* Article
The ferocity of the attack meant his skull was driven down into his brain and his dentures were broken.
When police searched the former engineering student’s home after his arrest officers found a “large volume” of ISIS-related material on his phone and other devices which showed he had been radicalised, the jury were told.
Giving evidence, Syeedy said he was not a follower of ISIS and was “disgusted” about the death of Mr Uddin.
Det Ch Supt Tony Mole said: “Although Mohammed Syeedy may not have delivered the fatal blow to Mr Uddin, it is clear that he played an integral role in the murder.”
In a tribute, Mr Uddin’s family said it was an “incredibly cruel and callous attack” on an “innocent elderly man” by “deplorable and cowardly” killers.
“Although Jalal was a Muslim who peacefully practised his faith, he had a love and respect for all religions, cultures and creeds, and the fact that he was murdered by someone inspired by ISIL shows the true nature and barbarity of this organisation and those who serve it.
“Weeks prior to his murder, Jalal had intended to return to Bangladesh and be reunited with his wife, children and grandchildren. We take comfort from the fact that the evidence acknowledges that Jalal was a greatly respected man, a caring and loving soul… Jalal was the greatest man in our lives; his smile will never be replaced.”

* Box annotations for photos

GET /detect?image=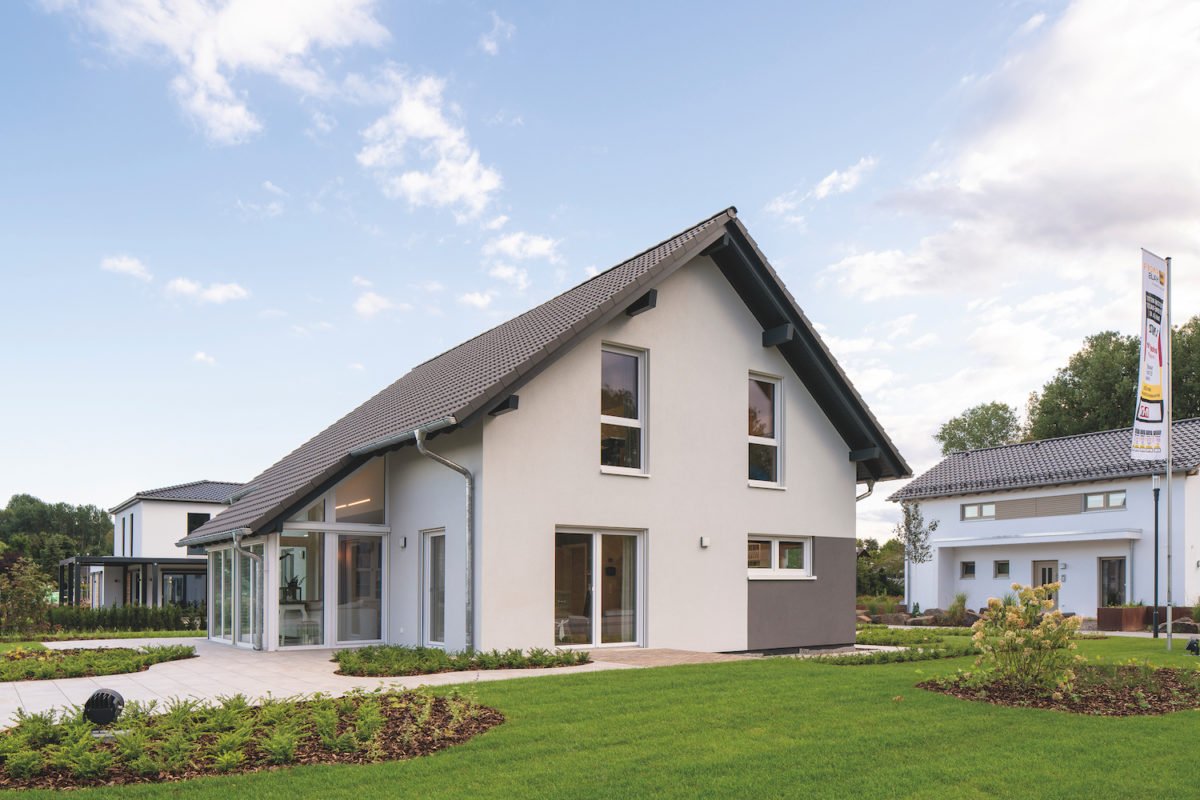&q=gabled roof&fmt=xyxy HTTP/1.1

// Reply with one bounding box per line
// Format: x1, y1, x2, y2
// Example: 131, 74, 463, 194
185, 207, 911, 542
888, 419, 1200, 501
109, 481, 242, 513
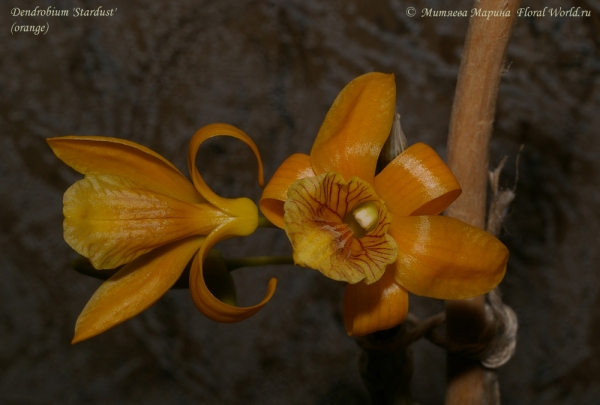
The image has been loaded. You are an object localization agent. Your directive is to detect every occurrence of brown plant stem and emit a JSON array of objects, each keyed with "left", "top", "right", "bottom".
[{"left": 446, "top": 0, "right": 520, "bottom": 405}]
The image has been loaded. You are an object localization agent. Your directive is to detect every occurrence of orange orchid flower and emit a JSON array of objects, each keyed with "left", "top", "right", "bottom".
[
  {"left": 48, "top": 124, "right": 276, "bottom": 343},
  {"left": 260, "top": 73, "right": 508, "bottom": 336}
]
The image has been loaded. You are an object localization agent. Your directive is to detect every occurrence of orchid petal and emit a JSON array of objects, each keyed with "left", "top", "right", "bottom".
[
  {"left": 374, "top": 143, "right": 462, "bottom": 216},
  {"left": 72, "top": 237, "right": 205, "bottom": 343},
  {"left": 259, "top": 153, "right": 315, "bottom": 228},
  {"left": 188, "top": 124, "right": 264, "bottom": 216},
  {"left": 386, "top": 216, "right": 508, "bottom": 299},
  {"left": 63, "top": 175, "right": 230, "bottom": 269},
  {"left": 310, "top": 73, "right": 396, "bottom": 183},
  {"left": 190, "top": 218, "right": 277, "bottom": 323},
  {"left": 344, "top": 268, "right": 408, "bottom": 336},
  {"left": 47, "top": 136, "right": 206, "bottom": 203}
]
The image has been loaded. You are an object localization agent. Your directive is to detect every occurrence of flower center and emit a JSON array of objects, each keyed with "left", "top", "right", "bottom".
[
  {"left": 343, "top": 201, "right": 379, "bottom": 239},
  {"left": 283, "top": 172, "right": 398, "bottom": 284}
]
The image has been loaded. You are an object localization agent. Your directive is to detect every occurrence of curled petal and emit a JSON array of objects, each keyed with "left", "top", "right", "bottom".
[
  {"left": 374, "top": 143, "right": 462, "bottom": 216},
  {"left": 284, "top": 173, "right": 396, "bottom": 284},
  {"left": 47, "top": 136, "right": 206, "bottom": 203},
  {"left": 188, "top": 124, "right": 264, "bottom": 216},
  {"left": 190, "top": 219, "right": 277, "bottom": 323},
  {"left": 63, "top": 175, "right": 227, "bottom": 269},
  {"left": 344, "top": 266, "right": 408, "bottom": 336},
  {"left": 260, "top": 153, "right": 315, "bottom": 228},
  {"left": 310, "top": 73, "right": 396, "bottom": 183},
  {"left": 72, "top": 237, "right": 205, "bottom": 343},
  {"left": 388, "top": 216, "right": 508, "bottom": 299}
]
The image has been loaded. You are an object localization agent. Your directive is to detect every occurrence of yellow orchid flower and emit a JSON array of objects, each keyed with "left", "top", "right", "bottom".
[
  {"left": 48, "top": 124, "right": 276, "bottom": 343},
  {"left": 260, "top": 73, "right": 508, "bottom": 336}
]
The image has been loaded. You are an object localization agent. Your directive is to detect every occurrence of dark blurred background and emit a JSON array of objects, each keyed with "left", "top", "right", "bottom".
[{"left": 0, "top": 0, "right": 600, "bottom": 405}]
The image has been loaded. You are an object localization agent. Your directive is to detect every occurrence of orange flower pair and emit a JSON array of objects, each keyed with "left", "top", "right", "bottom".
[{"left": 48, "top": 73, "right": 508, "bottom": 342}]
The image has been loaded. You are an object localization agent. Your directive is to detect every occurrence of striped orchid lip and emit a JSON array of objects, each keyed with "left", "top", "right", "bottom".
[{"left": 284, "top": 172, "right": 398, "bottom": 284}]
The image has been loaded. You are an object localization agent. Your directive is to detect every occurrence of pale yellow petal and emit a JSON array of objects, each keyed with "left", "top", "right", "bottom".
[
  {"left": 260, "top": 153, "right": 315, "bottom": 228},
  {"left": 310, "top": 73, "right": 396, "bottom": 183},
  {"left": 47, "top": 136, "right": 205, "bottom": 203},
  {"left": 72, "top": 237, "right": 204, "bottom": 343},
  {"left": 374, "top": 143, "right": 462, "bottom": 216},
  {"left": 388, "top": 216, "right": 508, "bottom": 299},
  {"left": 284, "top": 173, "right": 396, "bottom": 284},
  {"left": 63, "top": 175, "right": 227, "bottom": 269},
  {"left": 344, "top": 266, "right": 408, "bottom": 336},
  {"left": 190, "top": 218, "right": 277, "bottom": 323}
]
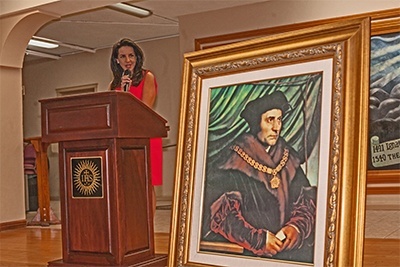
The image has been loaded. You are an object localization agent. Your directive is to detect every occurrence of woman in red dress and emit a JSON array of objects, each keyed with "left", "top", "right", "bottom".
[{"left": 109, "top": 38, "right": 162, "bottom": 212}]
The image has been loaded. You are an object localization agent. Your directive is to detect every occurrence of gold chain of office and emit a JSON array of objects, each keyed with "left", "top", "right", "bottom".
[{"left": 231, "top": 145, "right": 289, "bottom": 189}]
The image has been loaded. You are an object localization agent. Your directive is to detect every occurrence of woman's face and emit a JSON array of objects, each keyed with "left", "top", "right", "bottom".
[
  {"left": 257, "top": 109, "right": 282, "bottom": 146},
  {"left": 117, "top": 46, "right": 136, "bottom": 73}
]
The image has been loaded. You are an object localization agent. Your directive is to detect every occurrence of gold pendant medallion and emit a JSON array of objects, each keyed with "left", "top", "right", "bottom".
[{"left": 270, "top": 176, "right": 281, "bottom": 189}]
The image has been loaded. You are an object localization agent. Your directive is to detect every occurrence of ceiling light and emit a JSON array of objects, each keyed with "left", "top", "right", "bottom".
[
  {"left": 109, "top": 3, "right": 153, "bottom": 18},
  {"left": 25, "top": 49, "right": 61, "bottom": 59},
  {"left": 28, "top": 39, "right": 58, "bottom": 49}
]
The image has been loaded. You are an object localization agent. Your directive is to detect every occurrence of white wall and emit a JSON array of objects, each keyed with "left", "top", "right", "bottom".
[
  {"left": 23, "top": 36, "right": 181, "bottom": 199},
  {"left": 18, "top": 0, "right": 399, "bottom": 220},
  {"left": 179, "top": 0, "right": 400, "bottom": 53}
]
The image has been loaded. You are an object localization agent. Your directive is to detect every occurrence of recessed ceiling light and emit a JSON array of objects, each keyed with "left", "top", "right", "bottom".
[
  {"left": 28, "top": 39, "right": 58, "bottom": 49},
  {"left": 109, "top": 3, "right": 153, "bottom": 18}
]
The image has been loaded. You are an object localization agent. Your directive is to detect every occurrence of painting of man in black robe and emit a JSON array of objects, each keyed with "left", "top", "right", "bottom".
[{"left": 200, "top": 73, "right": 322, "bottom": 263}]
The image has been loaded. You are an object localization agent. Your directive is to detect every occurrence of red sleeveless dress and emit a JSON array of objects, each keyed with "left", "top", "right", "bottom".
[{"left": 115, "top": 72, "right": 163, "bottom": 185}]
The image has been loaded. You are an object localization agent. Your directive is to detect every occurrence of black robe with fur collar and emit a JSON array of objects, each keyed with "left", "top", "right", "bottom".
[{"left": 202, "top": 134, "right": 316, "bottom": 262}]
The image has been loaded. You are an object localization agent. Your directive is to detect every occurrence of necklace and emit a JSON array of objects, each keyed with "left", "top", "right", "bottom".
[{"left": 231, "top": 145, "right": 289, "bottom": 189}]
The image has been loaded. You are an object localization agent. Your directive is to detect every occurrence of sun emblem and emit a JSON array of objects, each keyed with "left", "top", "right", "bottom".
[{"left": 74, "top": 160, "right": 101, "bottom": 196}]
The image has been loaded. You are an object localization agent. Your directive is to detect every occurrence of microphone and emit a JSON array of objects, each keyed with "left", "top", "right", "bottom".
[{"left": 122, "top": 70, "right": 132, "bottom": 92}]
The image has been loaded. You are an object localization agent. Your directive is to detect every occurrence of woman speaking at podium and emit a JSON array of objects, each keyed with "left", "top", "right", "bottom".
[{"left": 109, "top": 38, "right": 162, "bottom": 215}]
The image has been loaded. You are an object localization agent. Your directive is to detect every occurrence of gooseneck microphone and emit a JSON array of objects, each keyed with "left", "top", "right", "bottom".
[{"left": 122, "top": 70, "right": 132, "bottom": 92}]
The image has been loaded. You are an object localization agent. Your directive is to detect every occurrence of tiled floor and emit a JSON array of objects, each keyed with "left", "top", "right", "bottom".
[{"left": 27, "top": 197, "right": 400, "bottom": 239}]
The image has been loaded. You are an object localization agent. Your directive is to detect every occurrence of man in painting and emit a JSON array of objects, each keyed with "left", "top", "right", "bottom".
[{"left": 202, "top": 91, "right": 316, "bottom": 262}]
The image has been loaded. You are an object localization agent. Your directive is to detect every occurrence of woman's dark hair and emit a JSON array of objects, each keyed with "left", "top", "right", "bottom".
[{"left": 110, "top": 38, "right": 144, "bottom": 90}]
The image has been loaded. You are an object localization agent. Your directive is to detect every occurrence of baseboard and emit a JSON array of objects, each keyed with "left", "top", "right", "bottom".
[{"left": 0, "top": 220, "right": 26, "bottom": 231}]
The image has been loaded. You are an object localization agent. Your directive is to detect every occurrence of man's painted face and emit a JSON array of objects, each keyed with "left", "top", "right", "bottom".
[{"left": 257, "top": 109, "right": 282, "bottom": 146}]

* Stated problem 1
According to the article, where had Jalal intended to return in the weeks before his murder?
* Stated problem 2
Format the records that run from the line containing "occurrence of tiled" through the end of the records, both ends included, as a two-column CSV with the columns request and boxes. Give one row per request, put each field in quotes, and replace line breaks with spaces.

* Full output 1
Bangladesh, to be reunited with his wife, children and grandchildren.

* Full output 2
request,boxes
"The image has been loaded. You are an object localization agent. Your directive is to detect every occurrence of tiled floor and emit a JSON array of objects, each keyed with ""left"", ""top"", ""right"", ""bottom"".","[{""left"": 27, ""top"": 197, ""right"": 400, ""bottom"": 239}]"
"The image has been loaded. You are an object localization agent. Your directive is to detect every occurrence of man in painting and emit a JSON array of objects, each keyed with ""left"", ""top"", ""right"", ""bottom"".","[{""left"": 202, ""top"": 91, ""right"": 316, ""bottom"": 262}]"
"The image has been loaded. You are an object localization agent. Your directive is to detect every occurrence of woman's dark hair and emit a JSON array of objects, each keyed with ""left"", ""top"", ""right"", ""bottom"".","[{""left"": 110, ""top"": 38, ""right"": 144, ""bottom"": 90}]"
"The image has been loaded. You are an object localization agent. Your directive is to detect every occurrence of baseboard and emit a JSON array of objects, each keyed with ""left"", ""top"", ""right"", ""bottom"".","[{""left"": 0, ""top"": 220, ""right"": 26, ""bottom"": 231}]"
"The image has been loaded. You are an object localization agent. Your directive is to detect every occurrence of man's painted face and emit a JSON array of objects, each keyed with ""left"", ""top"", ""right"", ""bottom"".","[{""left"": 257, ""top"": 109, ""right"": 282, ""bottom"": 146}]"